• Required work
Please print every line from the one containing "Where can the building" through the last line of the records below, exactly as written and nothing more.

• Dataset extract

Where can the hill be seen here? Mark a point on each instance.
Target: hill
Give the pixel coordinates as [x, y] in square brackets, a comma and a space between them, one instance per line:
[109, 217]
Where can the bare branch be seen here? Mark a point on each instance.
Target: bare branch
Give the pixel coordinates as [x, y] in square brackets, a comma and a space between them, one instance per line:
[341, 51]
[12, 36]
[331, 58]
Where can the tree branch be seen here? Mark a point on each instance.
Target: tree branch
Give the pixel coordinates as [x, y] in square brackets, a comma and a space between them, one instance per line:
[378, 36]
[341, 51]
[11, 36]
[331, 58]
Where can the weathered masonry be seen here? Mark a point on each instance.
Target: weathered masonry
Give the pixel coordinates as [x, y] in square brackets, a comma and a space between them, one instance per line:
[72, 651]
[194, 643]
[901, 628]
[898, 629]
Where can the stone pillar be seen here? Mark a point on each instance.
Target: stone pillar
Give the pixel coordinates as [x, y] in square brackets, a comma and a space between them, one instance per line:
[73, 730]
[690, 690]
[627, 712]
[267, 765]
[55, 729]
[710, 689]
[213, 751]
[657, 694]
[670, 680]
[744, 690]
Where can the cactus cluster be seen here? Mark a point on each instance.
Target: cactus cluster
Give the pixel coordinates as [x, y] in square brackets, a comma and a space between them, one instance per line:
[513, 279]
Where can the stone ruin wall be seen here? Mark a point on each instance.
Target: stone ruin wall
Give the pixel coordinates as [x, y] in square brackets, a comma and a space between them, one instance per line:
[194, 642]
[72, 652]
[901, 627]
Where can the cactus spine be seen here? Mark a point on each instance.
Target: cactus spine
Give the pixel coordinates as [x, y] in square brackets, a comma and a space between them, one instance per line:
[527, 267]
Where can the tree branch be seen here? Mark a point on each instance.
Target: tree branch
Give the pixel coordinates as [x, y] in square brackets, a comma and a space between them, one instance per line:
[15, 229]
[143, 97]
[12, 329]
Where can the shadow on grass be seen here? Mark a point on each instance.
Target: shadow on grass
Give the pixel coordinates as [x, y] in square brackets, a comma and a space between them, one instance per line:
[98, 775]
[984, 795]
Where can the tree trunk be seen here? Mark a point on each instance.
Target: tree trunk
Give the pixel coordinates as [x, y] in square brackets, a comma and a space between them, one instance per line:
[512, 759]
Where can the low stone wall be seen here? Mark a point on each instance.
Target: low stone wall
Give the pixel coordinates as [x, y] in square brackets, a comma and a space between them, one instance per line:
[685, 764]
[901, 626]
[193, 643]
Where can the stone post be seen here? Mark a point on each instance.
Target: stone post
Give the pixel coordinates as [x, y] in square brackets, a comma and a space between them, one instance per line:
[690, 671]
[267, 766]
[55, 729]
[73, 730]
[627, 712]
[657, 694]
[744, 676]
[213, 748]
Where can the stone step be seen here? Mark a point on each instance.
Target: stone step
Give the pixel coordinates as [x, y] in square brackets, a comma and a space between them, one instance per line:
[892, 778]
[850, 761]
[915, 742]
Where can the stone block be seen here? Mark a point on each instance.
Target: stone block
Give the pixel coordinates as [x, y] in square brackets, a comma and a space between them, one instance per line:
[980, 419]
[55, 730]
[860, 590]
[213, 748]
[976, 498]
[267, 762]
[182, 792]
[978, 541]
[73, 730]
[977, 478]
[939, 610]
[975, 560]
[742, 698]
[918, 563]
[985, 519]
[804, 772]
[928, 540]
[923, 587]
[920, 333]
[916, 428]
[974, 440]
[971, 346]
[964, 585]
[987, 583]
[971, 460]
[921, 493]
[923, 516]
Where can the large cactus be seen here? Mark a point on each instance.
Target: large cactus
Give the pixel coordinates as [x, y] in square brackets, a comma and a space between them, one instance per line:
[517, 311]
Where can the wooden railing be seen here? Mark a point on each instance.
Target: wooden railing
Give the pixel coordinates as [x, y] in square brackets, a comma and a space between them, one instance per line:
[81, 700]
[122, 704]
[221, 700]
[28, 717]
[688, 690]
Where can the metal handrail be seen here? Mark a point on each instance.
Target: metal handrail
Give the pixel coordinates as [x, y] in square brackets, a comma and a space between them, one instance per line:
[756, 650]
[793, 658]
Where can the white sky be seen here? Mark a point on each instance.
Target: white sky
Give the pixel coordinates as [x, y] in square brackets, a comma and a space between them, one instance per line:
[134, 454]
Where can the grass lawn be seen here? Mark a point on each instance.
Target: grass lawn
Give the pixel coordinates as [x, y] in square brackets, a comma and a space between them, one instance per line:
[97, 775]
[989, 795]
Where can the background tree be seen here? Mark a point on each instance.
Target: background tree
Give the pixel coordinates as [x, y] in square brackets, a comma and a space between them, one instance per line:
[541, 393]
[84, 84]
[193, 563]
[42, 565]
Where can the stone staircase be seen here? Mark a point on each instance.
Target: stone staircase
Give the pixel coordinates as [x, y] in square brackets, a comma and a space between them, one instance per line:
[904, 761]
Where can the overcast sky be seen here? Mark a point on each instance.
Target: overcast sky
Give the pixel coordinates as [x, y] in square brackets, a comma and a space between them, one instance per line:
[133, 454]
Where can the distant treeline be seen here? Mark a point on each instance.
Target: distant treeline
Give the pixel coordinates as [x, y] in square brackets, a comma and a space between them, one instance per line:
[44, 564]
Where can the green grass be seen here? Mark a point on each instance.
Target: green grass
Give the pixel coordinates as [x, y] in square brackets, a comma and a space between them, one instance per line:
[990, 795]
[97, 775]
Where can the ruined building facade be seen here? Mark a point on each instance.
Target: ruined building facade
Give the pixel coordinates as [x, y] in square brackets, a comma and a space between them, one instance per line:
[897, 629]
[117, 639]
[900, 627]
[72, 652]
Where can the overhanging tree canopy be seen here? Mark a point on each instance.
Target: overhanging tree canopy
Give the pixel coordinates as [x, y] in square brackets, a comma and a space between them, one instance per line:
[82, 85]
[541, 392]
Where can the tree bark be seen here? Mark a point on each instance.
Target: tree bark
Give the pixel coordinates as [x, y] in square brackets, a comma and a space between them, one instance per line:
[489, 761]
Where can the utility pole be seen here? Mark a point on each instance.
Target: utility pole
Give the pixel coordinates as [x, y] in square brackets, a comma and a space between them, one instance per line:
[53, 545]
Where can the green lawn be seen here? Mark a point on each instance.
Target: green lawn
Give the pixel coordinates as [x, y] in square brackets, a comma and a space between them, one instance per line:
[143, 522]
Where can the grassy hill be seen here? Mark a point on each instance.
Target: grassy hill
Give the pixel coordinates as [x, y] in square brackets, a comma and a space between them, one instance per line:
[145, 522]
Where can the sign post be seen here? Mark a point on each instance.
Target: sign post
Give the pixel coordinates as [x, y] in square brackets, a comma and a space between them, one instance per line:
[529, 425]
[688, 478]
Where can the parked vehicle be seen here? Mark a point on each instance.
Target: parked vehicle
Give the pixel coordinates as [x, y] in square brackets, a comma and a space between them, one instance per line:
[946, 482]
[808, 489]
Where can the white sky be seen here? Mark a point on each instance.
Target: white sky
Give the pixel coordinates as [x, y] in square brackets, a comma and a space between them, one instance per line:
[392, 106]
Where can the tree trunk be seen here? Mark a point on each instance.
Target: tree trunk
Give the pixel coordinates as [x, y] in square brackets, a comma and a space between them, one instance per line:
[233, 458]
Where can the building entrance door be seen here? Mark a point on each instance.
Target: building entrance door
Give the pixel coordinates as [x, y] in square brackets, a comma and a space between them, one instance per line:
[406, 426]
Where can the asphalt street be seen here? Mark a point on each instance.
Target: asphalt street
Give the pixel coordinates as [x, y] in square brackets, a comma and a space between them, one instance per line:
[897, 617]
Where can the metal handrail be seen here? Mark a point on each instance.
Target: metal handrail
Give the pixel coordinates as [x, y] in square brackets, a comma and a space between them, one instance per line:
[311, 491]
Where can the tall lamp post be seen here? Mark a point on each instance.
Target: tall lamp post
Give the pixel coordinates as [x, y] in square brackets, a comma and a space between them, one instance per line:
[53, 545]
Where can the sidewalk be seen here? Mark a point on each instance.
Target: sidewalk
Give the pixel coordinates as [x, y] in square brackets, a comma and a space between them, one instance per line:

• Full response
Where can the building entrance door be seen here? Mark a point on each instance.
Target: building entrance door
Give the pixel coordinates as [x, y] in square brackets, a comma and a space between them, one instance per line:
[406, 426]
Where can the asphalt street be seen here? Mark a point on each instance.
Target: asphalt street
Give the pixel coordinates as [x, y] in square brackets, a comma and a space between them, one instance per line:
[897, 617]
Where can the metal handrail be seen here? Mark a point on each instance.
Target: metal handrail
Give the pixel coordinates as [x, y] in square brackets, a comma and a space between them, one instance per line:
[311, 491]
Where can the tall lamp post be seen here? Mark a point on each instance.
Target: tall lamp post
Give the pixel coordinates as [x, y] in square brackets, a comma and a space between them, one instance per line:
[53, 545]
Where can the sidewalk be seen here? Mark a point on each instance.
Target: sidewalk
Give the pixel coordinates as [x, y] in square brackets, a comma and a space between them, one instance per line:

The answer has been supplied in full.